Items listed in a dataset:
···

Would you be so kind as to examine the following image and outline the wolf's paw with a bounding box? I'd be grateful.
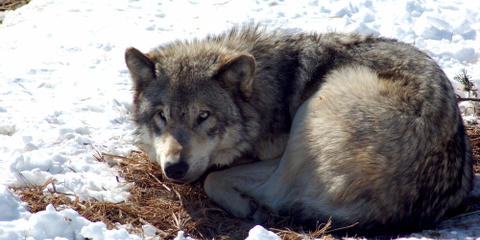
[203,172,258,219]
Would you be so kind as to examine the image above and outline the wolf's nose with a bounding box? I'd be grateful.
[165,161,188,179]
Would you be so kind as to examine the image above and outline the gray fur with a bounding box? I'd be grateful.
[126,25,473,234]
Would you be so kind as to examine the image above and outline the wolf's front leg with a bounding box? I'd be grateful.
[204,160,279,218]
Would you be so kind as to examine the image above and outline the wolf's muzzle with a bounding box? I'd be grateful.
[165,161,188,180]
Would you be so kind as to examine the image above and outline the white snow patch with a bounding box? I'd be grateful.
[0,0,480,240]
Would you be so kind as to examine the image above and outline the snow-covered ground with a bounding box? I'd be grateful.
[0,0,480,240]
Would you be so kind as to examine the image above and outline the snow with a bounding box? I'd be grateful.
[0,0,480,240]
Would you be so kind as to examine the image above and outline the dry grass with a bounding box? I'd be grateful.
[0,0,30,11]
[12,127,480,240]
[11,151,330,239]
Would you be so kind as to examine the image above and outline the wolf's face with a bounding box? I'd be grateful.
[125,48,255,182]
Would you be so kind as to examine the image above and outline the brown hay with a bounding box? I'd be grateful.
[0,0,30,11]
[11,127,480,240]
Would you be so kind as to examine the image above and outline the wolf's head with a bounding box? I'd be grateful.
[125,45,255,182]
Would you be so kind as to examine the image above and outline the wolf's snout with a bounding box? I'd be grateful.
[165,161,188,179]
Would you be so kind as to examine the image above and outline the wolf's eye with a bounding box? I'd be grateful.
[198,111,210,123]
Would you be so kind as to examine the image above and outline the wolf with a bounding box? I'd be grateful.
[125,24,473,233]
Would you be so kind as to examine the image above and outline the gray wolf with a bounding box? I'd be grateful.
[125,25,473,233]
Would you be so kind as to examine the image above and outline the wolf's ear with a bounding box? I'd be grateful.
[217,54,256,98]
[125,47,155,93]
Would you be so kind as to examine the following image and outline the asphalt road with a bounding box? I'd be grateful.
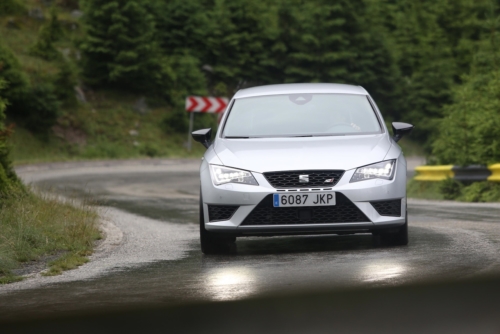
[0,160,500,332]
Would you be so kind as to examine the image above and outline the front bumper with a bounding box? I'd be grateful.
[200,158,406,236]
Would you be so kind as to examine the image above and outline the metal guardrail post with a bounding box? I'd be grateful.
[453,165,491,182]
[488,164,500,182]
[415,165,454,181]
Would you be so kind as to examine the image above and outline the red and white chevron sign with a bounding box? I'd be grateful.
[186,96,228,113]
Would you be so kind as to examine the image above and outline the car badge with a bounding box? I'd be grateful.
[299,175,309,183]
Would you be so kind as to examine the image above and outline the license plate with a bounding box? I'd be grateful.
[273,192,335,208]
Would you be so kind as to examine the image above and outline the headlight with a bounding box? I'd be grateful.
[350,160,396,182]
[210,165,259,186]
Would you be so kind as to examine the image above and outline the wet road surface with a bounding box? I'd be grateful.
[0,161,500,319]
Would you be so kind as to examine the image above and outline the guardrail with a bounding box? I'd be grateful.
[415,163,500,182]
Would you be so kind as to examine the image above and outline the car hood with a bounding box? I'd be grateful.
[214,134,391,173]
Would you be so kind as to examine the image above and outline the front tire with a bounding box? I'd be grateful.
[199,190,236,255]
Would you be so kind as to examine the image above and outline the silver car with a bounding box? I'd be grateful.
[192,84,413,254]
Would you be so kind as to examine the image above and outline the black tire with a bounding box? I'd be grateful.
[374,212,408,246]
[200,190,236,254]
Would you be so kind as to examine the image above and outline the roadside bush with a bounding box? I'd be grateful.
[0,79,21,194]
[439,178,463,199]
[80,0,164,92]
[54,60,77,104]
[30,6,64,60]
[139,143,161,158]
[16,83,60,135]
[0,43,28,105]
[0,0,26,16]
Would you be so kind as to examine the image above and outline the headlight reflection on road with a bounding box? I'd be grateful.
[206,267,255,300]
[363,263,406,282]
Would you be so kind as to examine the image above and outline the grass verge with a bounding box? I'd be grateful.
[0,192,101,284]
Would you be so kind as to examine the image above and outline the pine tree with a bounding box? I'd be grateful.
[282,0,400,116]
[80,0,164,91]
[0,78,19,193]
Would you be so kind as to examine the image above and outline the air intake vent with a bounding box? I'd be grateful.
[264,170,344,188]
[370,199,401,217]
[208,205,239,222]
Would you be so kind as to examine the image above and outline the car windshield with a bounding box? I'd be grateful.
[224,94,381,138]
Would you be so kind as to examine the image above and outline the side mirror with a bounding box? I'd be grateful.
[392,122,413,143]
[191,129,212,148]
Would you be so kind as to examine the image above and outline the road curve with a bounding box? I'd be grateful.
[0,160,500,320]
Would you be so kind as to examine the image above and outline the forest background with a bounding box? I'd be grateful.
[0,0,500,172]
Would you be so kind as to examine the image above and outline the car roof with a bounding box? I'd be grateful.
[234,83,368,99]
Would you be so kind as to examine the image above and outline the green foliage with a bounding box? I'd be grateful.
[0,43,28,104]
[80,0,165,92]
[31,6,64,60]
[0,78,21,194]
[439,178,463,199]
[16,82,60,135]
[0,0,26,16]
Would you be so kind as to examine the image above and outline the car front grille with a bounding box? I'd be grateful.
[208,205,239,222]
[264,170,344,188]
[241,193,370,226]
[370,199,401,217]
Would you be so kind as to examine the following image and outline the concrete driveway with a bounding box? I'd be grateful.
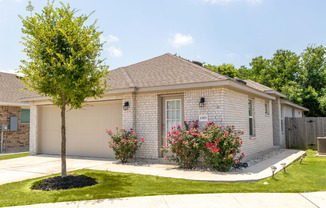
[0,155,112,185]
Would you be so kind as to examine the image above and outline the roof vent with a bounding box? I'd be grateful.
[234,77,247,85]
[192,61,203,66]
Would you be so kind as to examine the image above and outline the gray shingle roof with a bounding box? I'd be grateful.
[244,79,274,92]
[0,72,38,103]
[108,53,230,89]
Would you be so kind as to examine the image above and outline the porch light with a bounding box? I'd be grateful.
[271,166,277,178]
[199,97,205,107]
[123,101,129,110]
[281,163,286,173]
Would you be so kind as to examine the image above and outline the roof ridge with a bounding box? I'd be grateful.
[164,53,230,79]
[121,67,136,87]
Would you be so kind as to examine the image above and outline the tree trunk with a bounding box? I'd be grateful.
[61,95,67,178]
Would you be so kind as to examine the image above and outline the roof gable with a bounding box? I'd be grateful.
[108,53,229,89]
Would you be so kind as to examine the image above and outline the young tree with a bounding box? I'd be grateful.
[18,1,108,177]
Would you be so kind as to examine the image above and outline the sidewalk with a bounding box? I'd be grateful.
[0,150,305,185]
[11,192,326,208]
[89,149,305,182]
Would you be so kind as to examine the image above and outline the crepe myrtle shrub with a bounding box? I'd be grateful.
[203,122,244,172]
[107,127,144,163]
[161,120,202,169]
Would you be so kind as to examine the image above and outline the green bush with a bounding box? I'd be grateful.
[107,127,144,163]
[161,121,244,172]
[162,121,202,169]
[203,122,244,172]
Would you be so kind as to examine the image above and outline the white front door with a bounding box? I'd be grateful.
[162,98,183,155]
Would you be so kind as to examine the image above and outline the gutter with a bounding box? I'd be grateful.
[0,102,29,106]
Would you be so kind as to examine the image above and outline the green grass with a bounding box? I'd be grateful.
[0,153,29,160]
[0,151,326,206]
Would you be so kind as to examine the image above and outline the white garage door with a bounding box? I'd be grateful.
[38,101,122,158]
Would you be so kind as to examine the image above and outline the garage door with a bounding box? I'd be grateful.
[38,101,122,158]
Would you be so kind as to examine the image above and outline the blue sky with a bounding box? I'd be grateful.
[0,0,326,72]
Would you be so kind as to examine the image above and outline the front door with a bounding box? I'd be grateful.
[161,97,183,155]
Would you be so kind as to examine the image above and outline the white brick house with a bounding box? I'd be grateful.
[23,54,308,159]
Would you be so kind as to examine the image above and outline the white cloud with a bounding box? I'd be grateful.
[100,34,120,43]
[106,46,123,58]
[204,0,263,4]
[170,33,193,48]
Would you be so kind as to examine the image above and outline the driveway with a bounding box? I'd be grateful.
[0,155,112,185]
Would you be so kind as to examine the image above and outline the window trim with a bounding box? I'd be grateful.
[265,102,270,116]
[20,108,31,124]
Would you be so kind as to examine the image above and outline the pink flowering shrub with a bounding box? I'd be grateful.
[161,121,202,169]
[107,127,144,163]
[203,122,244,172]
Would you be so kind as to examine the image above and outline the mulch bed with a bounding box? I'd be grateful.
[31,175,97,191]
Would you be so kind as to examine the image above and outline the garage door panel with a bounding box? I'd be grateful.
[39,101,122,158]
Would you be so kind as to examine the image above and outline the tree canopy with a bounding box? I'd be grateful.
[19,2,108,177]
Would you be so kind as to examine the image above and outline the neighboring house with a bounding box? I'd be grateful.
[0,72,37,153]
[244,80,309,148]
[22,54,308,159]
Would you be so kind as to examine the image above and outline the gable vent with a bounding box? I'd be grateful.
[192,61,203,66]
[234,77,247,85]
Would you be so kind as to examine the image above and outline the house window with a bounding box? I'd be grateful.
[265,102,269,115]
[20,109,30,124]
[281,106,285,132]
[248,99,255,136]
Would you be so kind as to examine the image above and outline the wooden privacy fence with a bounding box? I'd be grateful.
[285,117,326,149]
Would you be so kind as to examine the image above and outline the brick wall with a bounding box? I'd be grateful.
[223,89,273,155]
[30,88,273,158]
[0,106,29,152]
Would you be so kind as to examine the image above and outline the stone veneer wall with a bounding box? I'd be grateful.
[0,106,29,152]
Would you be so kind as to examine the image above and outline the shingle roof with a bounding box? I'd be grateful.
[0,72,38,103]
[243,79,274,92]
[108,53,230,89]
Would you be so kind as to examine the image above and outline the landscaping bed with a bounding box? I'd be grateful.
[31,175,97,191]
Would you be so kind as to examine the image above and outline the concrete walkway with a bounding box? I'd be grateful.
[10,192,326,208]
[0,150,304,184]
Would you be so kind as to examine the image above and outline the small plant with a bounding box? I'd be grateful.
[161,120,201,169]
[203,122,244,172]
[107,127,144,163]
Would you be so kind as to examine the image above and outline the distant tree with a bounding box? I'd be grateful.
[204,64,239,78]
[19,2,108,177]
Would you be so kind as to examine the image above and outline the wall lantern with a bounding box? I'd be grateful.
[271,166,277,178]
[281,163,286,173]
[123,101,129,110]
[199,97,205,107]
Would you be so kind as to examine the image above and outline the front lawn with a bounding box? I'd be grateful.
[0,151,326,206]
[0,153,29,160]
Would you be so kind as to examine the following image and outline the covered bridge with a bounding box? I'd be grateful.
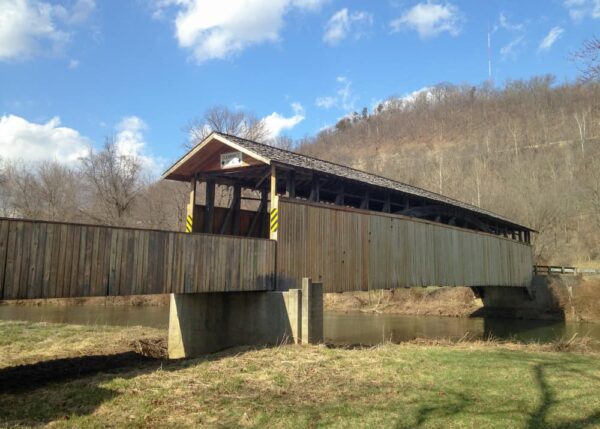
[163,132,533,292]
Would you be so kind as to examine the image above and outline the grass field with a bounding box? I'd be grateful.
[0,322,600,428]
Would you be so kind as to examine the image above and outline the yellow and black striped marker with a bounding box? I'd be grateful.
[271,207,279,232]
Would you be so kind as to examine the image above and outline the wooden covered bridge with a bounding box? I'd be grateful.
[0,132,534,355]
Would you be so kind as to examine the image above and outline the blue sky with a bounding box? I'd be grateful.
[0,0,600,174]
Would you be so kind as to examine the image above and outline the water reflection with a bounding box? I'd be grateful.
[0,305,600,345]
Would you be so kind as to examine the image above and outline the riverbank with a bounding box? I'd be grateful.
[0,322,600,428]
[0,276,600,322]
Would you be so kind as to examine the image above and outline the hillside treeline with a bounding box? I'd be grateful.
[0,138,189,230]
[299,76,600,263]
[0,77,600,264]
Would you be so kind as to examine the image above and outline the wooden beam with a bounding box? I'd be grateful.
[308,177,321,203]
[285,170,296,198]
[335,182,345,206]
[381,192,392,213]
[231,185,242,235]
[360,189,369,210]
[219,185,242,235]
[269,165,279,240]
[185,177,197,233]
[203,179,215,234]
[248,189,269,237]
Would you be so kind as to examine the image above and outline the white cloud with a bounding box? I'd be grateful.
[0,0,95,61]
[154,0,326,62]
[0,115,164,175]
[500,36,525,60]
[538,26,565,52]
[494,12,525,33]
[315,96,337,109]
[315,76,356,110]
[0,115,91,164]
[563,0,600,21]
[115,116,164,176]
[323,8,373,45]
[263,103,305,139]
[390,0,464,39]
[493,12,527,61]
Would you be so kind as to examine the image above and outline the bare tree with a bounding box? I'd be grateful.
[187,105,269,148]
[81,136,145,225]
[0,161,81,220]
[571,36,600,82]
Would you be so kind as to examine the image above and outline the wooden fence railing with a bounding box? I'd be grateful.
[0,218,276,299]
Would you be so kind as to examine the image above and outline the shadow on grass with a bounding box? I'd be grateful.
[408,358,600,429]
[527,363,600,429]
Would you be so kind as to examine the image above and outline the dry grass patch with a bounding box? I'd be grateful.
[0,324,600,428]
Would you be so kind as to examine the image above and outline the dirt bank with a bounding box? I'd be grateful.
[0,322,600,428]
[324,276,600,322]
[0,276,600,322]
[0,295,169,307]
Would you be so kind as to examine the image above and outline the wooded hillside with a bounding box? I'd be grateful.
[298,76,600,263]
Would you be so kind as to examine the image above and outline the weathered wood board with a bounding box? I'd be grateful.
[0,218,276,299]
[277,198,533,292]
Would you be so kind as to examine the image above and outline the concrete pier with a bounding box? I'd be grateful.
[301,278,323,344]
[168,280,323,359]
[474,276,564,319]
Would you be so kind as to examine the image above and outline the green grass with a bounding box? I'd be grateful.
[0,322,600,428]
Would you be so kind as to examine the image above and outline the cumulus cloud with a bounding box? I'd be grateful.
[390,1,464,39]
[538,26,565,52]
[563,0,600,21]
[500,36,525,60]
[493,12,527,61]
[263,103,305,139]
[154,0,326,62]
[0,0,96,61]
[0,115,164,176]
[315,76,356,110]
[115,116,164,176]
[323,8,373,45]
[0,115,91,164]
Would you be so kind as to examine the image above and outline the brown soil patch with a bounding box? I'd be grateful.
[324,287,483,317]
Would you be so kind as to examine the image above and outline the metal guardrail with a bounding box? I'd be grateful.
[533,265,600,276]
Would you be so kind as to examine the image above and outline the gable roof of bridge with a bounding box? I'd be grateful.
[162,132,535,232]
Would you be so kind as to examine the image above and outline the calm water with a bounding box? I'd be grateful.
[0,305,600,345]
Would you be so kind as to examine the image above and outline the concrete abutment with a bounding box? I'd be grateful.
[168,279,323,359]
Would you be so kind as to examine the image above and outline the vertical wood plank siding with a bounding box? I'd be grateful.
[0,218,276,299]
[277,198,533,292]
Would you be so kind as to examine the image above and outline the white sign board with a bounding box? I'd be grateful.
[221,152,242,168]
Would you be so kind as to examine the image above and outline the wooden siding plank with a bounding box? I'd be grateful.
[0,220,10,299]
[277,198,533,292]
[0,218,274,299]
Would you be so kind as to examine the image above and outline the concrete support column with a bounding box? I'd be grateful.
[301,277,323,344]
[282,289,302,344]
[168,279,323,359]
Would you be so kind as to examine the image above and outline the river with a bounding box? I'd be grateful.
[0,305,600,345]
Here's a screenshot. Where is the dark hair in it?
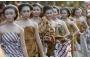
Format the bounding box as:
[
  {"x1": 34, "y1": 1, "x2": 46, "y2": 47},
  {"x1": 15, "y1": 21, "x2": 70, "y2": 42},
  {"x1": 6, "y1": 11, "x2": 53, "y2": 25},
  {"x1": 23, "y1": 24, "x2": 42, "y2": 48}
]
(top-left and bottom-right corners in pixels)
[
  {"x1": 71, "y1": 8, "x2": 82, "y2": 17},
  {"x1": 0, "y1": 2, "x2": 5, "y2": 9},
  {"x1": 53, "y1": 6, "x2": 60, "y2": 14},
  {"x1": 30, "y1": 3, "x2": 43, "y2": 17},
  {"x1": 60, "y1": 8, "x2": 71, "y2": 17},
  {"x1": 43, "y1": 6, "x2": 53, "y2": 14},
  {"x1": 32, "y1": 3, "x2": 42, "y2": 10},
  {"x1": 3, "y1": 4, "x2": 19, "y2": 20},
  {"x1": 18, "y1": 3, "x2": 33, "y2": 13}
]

···

* [DO THIS] Can you copy the records above word for word, from the first line up to and including the line with "[126,25,473,234]", leaving out the pictures?

* [WRITTEN SOLUTION]
Would you be so kind as to examine the following image and outline the wolf's paw with a bounding box? I'd be grateful.
[203,172,258,219]
Would you be so kind as to examine the image above and outline the wolf's nose with a bounding box? I'd be grateful.
[165,161,188,179]
Would you be so kind as to examine the image above and outline the gray fur with a bounding box? I'd be grateful.
[126,25,473,234]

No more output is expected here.